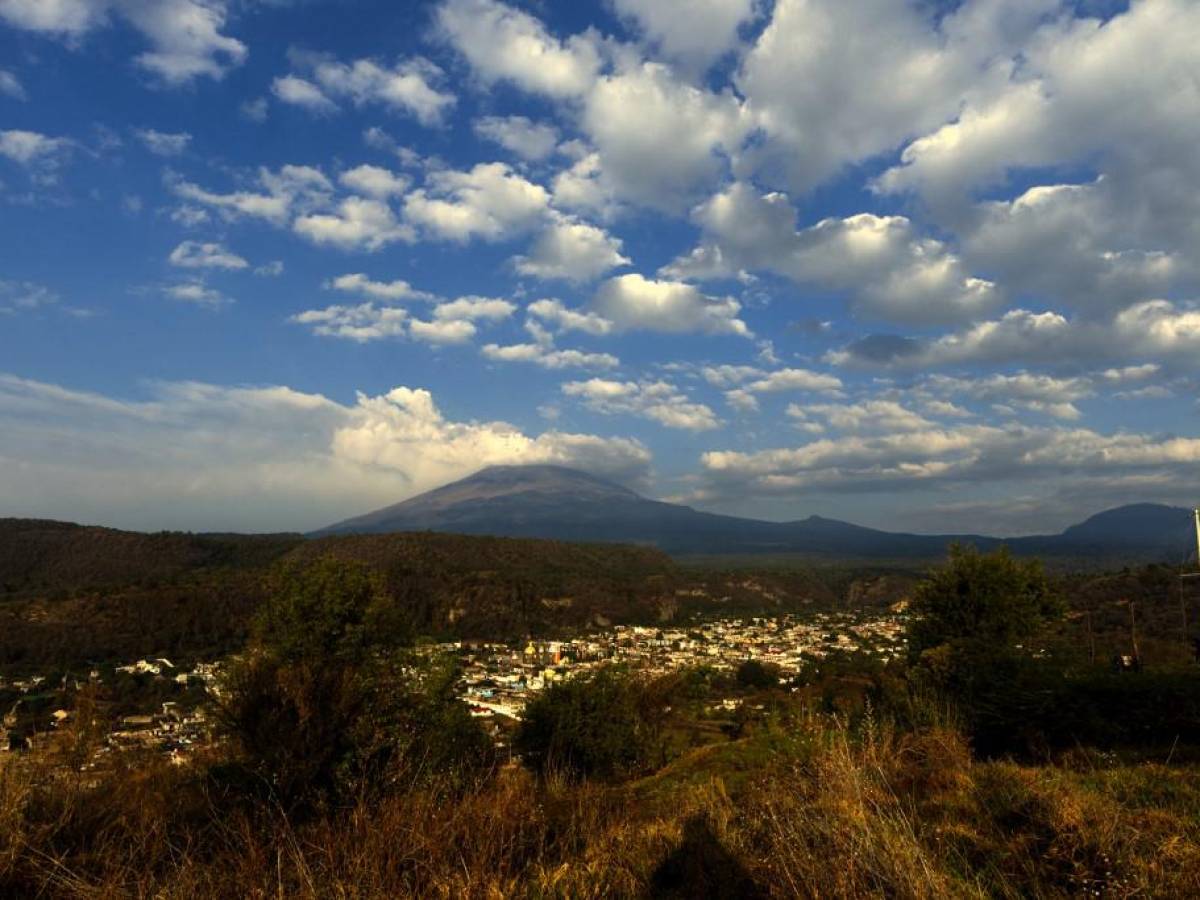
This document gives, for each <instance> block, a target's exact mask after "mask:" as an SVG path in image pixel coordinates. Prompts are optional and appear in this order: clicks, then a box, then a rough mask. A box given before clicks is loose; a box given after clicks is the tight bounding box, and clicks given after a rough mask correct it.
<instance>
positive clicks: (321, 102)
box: [271, 76, 337, 113]
mask: <svg viewBox="0 0 1200 900" xmlns="http://www.w3.org/2000/svg"><path fill="white" fill-rule="evenodd" d="M271 94H274V95H275V96H276V97H277V98H278V100H281V101H283V102H284V103H289V104H292V106H294V107H304V108H305V109H307V110H310V112H312V113H332V112H335V110H336V109H337V103H335V102H334V101H331V100H330V98H329V97H326V96H325V95H324V94H322V91H320V88H318V86H317V85H316V84H313V83H312V82H307V80H305V79H304V78H300V77H299V76H282V77H281V78H276V79H275V80H274V82H271Z"/></svg>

— TASK OBJECTIVE —
Without the pictures, give back the entries exactly.

— RESULT OF THE EXERCISE —
This document gives, for each <instance> block, a target's exact mask after "mask:" as an SVG path in image pixel coordinates. Prompts are optional and appear in this order: clicks, then a box, then a rough mask. A box given before clicks is loose; a box given after clicks is the tight bounding box, and clicks given after a rough mask correct it.
<instance>
positive clicks: (321, 102)
box: [271, 76, 337, 113]
mask: <svg viewBox="0 0 1200 900" xmlns="http://www.w3.org/2000/svg"><path fill="white" fill-rule="evenodd" d="M271 94H274V95H275V96H276V97H277V98H278V100H281V101H283V102H284V103H289V104H292V106H294V107H304V108H305V109H307V110H310V112H312V113H332V112H335V110H336V109H337V103H335V102H334V101H331V100H330V98H329V97H326V96H325V95H324V94H322V91H320V88H318V86H317V85H316V84H313V83H312V82H307V80H305V79H304V78H300V77H299V76H282V77H281V78H276V79H275V80H274V82H271Z"/></svg>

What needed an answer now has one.